SET TASK:
Could you copy the listing below character for character, leaving out the pictures?

STORED ROWS:
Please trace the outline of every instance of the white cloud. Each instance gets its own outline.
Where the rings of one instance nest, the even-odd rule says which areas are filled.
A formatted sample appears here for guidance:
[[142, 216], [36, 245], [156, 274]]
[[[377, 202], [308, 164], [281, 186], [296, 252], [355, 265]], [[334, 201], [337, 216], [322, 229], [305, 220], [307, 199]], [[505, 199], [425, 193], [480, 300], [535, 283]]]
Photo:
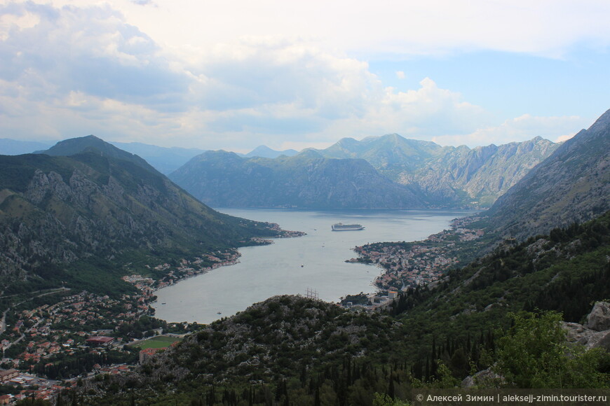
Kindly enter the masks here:
[[[541, 136], [554, 142], [569, 139], [590, 122], [575, 115], [563, 117], [536, 117], [524, 114], [507, 120], [498, 126], [480, 128], [463, 135], [445, 135], [432, 139], [441, 145], [468, 145], [476, 146], [510, 141], [521, 141]], [[566, 133], [569, 133], [567, 134]]]
[[[481, 4], [481, 15], [496, 19], [489, 22], [470, 21], [471, 10], [454, 2], [432, 2], [438, 9], [405, 2], [409, 5], [395, 5], [395, 13], [383, 20], [388, 27], [384, 31], [377, 29], [382, 21], [377, 8], [360, 10], [353, 3], [325, 2], [320, 14], [317, 1], [297, 6], [274, 0], [189, 2], [189, 7], [184, 1], [0, 6], [0, 135], [56, 139], [93, 133], [167, 146], [251, 148], [266, 144], [301, 149], [388, 132], [471, 146], [536, 135], [556, 139], [586, 124], [579, 118], [526, 115], [498, 125], [499, 120], [485, 108], [433, 78], [423, 78], [414, 89], [384, 87], [367, 63], [345, 52], [360, 41], [370, 50], [383, 43], [383, 52], [434, 53], [459, 45], [561, 53], [582, 36], [566, 34], [563, 42], [545, 46], [534, 36], [521, 46], [529, 50], [513, 46], [508, 34], [480, 38], [481, 30], [514, 22], [517, 10], [526, 11], [527, 21], [529, 13], [545, 9], [541, 6], [517, 1], [492, 10]], [[566, 4], [553, 4], [563, 15], [560, 6]], [[603, 5], [592, 7], [604, 14]], [[262, 15], [265, 10], [269, 14]], [[370, 13], [370, 24], [356, 29], [355, 22], [364, 22], [359, 20], [363, 11]], [[313, 14], [320, 18], [308, 20]], [[432, 29], [441, 23], [446, 30]], [[449, 29], [458, 25], [460, 29]], [[576, 25], [586, 32], [584, 25]], [[508, 33], [531, 34], [528, 24], [522, 27]], [[604, 27], [591, 38], [604, 43]], [[417, 29], [422, 31], [415, 35]], [[165, 30], [172, 32], [163, 38]], [[323, 45], [316, 40], [332, 34], [337, 41]], [[406, 76], [402, 71], [395, 74]]]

ANSWER TO THIS TASK:
Please trace the outline of every instance of the white cloud. Each instance gets its own outline.
Where the rings of one instance nest, the even-odd rule says which areas are filled.
A formatted sample appears here for guidance:
[[142, 216], [36, 245], [156, 274]]
[[[377, 202], [308, 164], [281, 186], [296, 252], [355, 265]], [[334, 201], [337, 216], [322, 229], [305, 220], [307, 199]], [[505, 199], [425, 193], [480, 300], [535, 283]]]
Photo:
Kindly enter the masks here:
[[[541, 136], [554, 142], [569, 139], [590, 122], [575, 115], [563, 117], [536, 117], [524, 114], [507, 120], [498, 126], [480, 128], [463, 135], [445, 135], [432, 139], [441, 145], [468, 145], [476, 146], [510, 141], [521, 141]], [[566, 133], [569, 133], [567, 134]]]
[[[481, 4], [481, 15], [496, 19], [489, 22], [470, 21], [471, 10], [454, 2], [432, 2], [438, 9], [405, 2], [409, 5], [395, 5], [395, 13], [383, 20], [388, 27], [384, 31], [377, 29], [382, 21], [377, 8], [360, 10], [353, 3], [325, 2], [320, 14], [317, 1], [297, 6], [274, 0], [189, 2], [189, 7], [184, 1], [0, 6], [0, 135], [56, 139], [93, 133], [167, 146], [251, 148], [266, 144], [301, 149], [388, 132], [471, 146], [536, 135], [556, 139], [586, 124], [579, 118], [526, 115], [498, 125], [499, 120], [485, 108], [433, 78], [423, 78], [414, 89], [384, 87], [367, 63], [345, 52], [360, 41], [370, 50], [383, 43], [383, 52], [434, 53], [459, 45], [561, 53], [582, 36], [566, 34], [563, 42], [545, 46], [534, 36], [521, 46], [529, 50], [513, 46], [508, 34], [480, 38], [481, 30], [514, 22], [517, 10], [526, 11], [527, 21], [529, 13], [545, 9], [541, 6], [517, 1], [492, 10]], [[566, 4], [553, 4], [563, 15], [560, 6]], [[603, 5], [592, 7], [604, 14]], [[262, 15], [265, 10], [269, 14]], [[370, 13], [370, 24], [356, 29], [355, 22], [364, 22], [359, 20], [363, 11]], [[313, 14], [320, 18], [308, 20]], [[432, 29], [441, 23], [446, 30]], [[449, 29], [458, 25], [460, 29]], [[576, 25], [586, 32], [584, 25]], [[508, 33], [531, 34], [528, 24], [522, 27]], [[604, 27], [591, 38], [604, 43]], [[417, 29], [422, 31], [415, 35]], [[165, 30], [172, 32], [163, 38]], [[323, 45], [316, 40], [332, 34], [337, 41]], [[406, 76], [402, 71], [395, 74]]]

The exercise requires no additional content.